(EXERCISE PROMPT)
In the listing below, take the lines starting with the one that contains "Q: Locate the broad" and going on through the end of the listing. Write them out again with "dense foliage" replaced by "thick foliage" and everything else left the same.

(AVAILABLE RECORDS)
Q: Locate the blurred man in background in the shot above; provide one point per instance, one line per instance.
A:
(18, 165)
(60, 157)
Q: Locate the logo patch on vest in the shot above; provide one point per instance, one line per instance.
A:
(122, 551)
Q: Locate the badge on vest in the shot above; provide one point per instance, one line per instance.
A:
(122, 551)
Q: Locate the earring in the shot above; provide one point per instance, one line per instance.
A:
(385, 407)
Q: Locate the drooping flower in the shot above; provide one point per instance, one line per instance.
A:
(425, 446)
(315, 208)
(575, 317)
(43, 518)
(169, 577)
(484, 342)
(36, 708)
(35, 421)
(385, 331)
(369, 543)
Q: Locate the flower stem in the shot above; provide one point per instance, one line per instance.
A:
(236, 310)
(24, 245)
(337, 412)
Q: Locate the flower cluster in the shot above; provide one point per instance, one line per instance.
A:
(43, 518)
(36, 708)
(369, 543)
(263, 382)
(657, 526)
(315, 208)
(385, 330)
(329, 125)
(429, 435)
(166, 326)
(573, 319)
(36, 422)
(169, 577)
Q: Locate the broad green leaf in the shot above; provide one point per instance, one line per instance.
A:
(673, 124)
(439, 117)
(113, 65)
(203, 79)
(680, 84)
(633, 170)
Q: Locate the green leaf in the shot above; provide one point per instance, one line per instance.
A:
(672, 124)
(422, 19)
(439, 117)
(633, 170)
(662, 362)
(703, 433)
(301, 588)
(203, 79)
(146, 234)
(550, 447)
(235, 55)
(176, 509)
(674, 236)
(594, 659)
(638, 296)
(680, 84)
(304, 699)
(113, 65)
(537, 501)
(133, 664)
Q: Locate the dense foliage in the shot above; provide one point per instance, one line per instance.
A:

(ANSWER TO THIS TASK)
Q: Locate the broad green leaf in the shot above; provide one point per instance, one line per instance.
A:
(673, 124)
(439, 117)
(113, 65)
(203, 79)
(680, 84)
(633, 170)
Q: Locate the green leaf in the shot above; provide one point per instance, one line per instance.
A:
(672, 124)
(422, 19)
(439, 117)
(633, 170)
(662, 362)
(703, 433)
(301, 588)
(203, 79)
(146, 234)
(550, 447)
(235, 55)
(176, 509)
(674, 236)
(594, 659)
(638, 296)
(680, 84)
(304, 699)
(113, 65)
(537, 501)
(133, 664)
Q: Locate the thick foliage in the shot above; provide one point per instance, one line per instance.
A:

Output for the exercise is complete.